### BRIEF:
Pictures stay out; everything else in the records below is to be repeated exactly.

### RECORDS:

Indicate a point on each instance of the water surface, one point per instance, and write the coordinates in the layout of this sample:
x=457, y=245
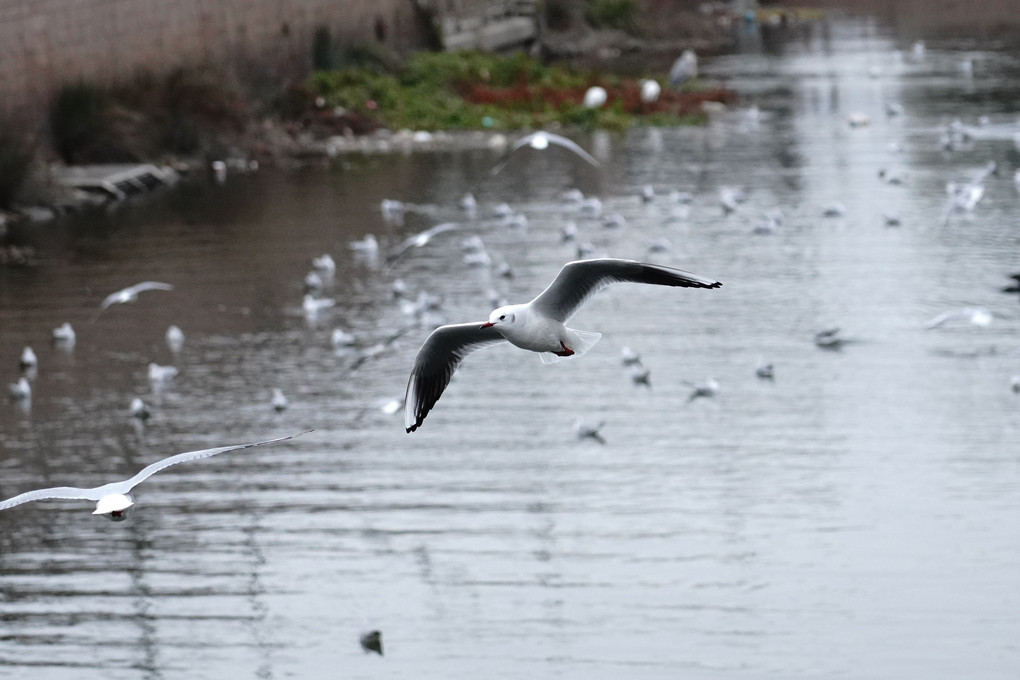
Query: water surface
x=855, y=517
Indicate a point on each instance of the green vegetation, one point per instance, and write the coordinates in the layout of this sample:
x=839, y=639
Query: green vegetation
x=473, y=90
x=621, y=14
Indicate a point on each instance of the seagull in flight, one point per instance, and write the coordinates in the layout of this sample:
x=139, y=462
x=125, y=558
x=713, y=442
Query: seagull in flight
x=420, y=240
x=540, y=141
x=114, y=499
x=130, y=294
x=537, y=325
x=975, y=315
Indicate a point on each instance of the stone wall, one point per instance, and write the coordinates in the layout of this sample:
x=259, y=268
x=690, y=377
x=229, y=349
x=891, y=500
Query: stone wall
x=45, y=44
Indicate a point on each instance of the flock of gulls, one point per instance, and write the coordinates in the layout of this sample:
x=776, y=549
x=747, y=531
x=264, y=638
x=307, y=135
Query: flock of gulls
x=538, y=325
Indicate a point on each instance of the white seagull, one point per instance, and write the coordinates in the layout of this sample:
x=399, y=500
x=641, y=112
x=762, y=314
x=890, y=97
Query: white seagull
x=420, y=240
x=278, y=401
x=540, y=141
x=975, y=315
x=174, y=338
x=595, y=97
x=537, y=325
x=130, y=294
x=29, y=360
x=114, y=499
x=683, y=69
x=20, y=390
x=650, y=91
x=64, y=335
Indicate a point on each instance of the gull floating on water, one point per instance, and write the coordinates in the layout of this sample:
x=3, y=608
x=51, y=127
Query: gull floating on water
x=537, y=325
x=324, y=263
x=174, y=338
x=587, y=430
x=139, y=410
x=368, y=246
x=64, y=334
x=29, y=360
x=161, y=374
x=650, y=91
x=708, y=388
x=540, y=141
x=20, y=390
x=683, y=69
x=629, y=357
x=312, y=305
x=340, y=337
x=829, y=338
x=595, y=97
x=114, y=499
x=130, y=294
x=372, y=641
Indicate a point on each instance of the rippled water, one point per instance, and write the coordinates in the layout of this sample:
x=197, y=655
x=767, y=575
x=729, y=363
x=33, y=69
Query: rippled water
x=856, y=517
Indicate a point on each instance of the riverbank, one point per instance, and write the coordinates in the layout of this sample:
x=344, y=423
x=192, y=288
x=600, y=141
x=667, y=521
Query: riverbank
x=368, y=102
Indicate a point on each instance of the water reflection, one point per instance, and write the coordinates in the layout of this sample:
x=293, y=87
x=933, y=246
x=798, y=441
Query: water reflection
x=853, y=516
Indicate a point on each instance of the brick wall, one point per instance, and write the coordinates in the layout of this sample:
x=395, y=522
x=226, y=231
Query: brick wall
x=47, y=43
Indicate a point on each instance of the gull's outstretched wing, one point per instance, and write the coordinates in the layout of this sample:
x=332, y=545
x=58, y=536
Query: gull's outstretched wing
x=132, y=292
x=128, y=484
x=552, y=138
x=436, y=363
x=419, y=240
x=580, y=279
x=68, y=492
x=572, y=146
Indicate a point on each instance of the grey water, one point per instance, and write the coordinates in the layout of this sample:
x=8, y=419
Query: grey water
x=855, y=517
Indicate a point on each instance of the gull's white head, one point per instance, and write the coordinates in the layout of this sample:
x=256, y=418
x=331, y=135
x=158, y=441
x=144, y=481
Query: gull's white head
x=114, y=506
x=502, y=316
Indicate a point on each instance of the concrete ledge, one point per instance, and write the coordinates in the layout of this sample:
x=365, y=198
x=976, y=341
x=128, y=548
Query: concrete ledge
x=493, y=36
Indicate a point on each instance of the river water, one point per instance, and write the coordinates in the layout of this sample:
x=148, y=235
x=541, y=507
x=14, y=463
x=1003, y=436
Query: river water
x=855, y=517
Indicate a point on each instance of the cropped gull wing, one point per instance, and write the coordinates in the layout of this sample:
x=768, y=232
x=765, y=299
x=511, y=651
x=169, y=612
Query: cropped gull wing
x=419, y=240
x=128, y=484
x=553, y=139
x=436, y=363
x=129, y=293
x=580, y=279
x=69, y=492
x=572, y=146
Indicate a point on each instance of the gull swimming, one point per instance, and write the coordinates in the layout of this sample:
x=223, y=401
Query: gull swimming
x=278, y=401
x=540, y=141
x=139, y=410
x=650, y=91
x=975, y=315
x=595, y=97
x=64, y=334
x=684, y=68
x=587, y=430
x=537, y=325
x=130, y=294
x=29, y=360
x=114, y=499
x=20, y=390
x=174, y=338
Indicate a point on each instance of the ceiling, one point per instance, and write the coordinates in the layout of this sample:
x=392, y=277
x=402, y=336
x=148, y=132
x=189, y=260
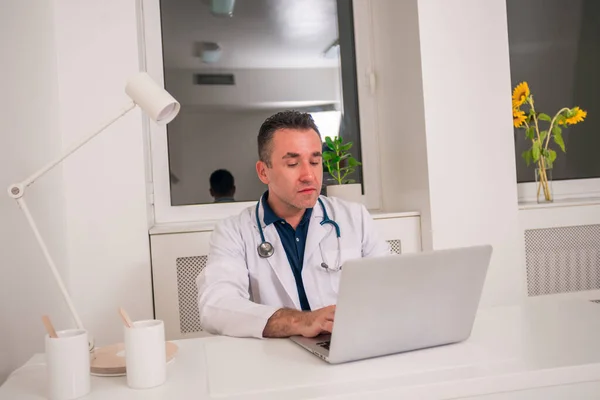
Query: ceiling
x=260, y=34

### RESPONSE TO THIS TASK:
Indicate a point on each instance of the water surface, one point per instance, and write the coordinates in the layout of this sample:
x=457, y=245
Query: water surface
x=855, y=517
Indicate a point on each instance of the green vegetation, one point per instance, and write the coordinates in the layout of this sample:
x=839, y=639
Query: green vegetation
x=473, y=90
x=621, y=14
Indicate a point on each instance of the seagull in flight, one point per instance, and write the coordinates in the layout of this sample:
x=139, y=462
x=125, y=558
x=713, y=442
Query: seagull in flight
x=420, y=240
x=540, y=141
x=114, y=499
x=130, y=294
x=537, y=325
x=975, y=315
Indicate a point on each instance of the stone wall, one point per instance, and write the coordinates in the layout of this sample:
x=259, y=268
x=690, y=377
x=229, y=349
x=891, y=500
Query: stone wall
x=45, y=44
Indicate a point on each instance of the flock of gulls, one point per instance, and write the coordinates in the layout of this sample:
x=776, y=549
x=747, y=531
x=264, y=638
x=307, y=135
Query: flock of gulls
x=538, y=325
Indicate a point on each instance of the white seagull, one point per instance, and write the coordinates in the layout of this sample:
x=399, y=500
x=641, y=112
x=762, y=314
x=890, y=97
Query: white seagull
x=420, y=240
x=278, y=401
x=540, y=141
x=975, y=315
x=174, y=338
x=595, y=97
x=537, y=325
x=130, y=294
x=29, y=360
x=114, y=499
x=683, y=69
x=20, y=390
x=650, y=91
x=64, y=335
Indicate a point on each instance of the gull floating on water, one point per instance, and write the coordinates in the layout of this sample:
x=3, y=608
x=51, y=127
Query: gull floating on water
x=537, y=325
x=324, y=263
x=174, y=338
x=587, y=430
x=139, y=410
x=368, y=246
x=64, y=334
x=29, y=360
x=161, y=374
x=650, y=91
x=708, y=388
x=540, y=141
x=20, y=390
x=683, y=69
x=629, y=357
x=312, y=305
x=340, y=337
x=829, y=338
x=595, y=97
x=114, y=499
x=130, y=294
x=372, y=641
Indicate a point on each instance of the rippled water, one point per instance, and write the coordinates in the layout of this sample:
x=197, y=655
x=767, y=575
x=729, y=363
x=33, y=69
Query: rippled water
x=856, y=517
Indicate a point on each instance of the riverbank, one point per instance, and write the coordinates in the layout of this sample:
x=344, y=423
x=192, y=288
x=600, y=141
x=667, y=521
Query: riverbank
x=368, y=102
Indicate a point on each instance of the water reflection, one point per instance, and write the coordinates in the layout of this sample:
x=293, y=87
x=933, y=246
x=798, y=441
Query: water reflection
x=853, y=516
Indicate a point on each instance of the brick wall, one point per instance, and write the coordinates in the layout of this sample:
x=395, y=522
x=226, y=231
Query: brick wall
x=47, y=43
Indicate a point on each instance of the gull's outstretched wing, one point per instance, and write the coordinates in the layout of this sample:
x=332, y=545
x=58, y=536
Query: gull's outstretched wing
x=132, y=292
x=128, y=484
x=552, y=138
x=436, y=363
x=419, y=240
x=580, y=279
x=68, y=492
x=572, y=146
Indicate a point on each instance of the grey water, one point per instance, and write the coordinates in the layout of this sample:
x=8, y=419
Query: grey water
x=855, y=517
Indicate a point on each instance of the gull's white head, one point per instance, and write the coordinates in the layout of this sample:
x=256, y=418
x=331, y=135
x=158, y=441
x=144, y=481
Query: gull's white head
x=114, y=506
x=502, y=316
Indicate a point on each instance of the concrete ledge, one point per instance, and write the coordinates in the layout of this sample:
x=365, y=198
x=976, y=341
x=128, y=548
Query: concrete ledge
x=493, y=36
Indicate a point on each instance of the river water, one point per instance, and write the coordinates in the layout of this sample:
x=148, y=235
x=541, y=507
x=14, y=463
x=1003, y=436
Query: river water
x=855, y=517
Indicate a point on each instance of the cropped gull wing, one point per instance, and write the coordinates in the layout of this sample:
x=768, y=232
x=765, y=299
x=511, y=651
x=169, y=612
Query: cropped gull wing
x=419, y=240
x=128, y=484
x=553, y=139
x=436, y=363
x=129, y=293
x=580, y=279
x=69, y=492
x=572, y=146
Indicate a point on each instance of the gull swimming, one point per instance, and write the coordinates in the layout of this sample:
x=223, y=401
Query: gull swimming
x=278, y=401
x=540, y=141
x=139, y=410
x=650, y=91
x=975, y=315
x=595, y=97
x=64, y=334
x=684, y=68
x=587, y=430
x=537, y=325
x=130, y=294
x=29, y=360
x=114, y=499
x=20, y=390
x=174, y=338
Indicate a point on each instance of the ceiling, one point per instance, and write the coordinates in the layout of this sample:
x=392, y=277
x=402, y=336
x=148, y=132
x=189, y=260
Query: ceiling
x=260, y=34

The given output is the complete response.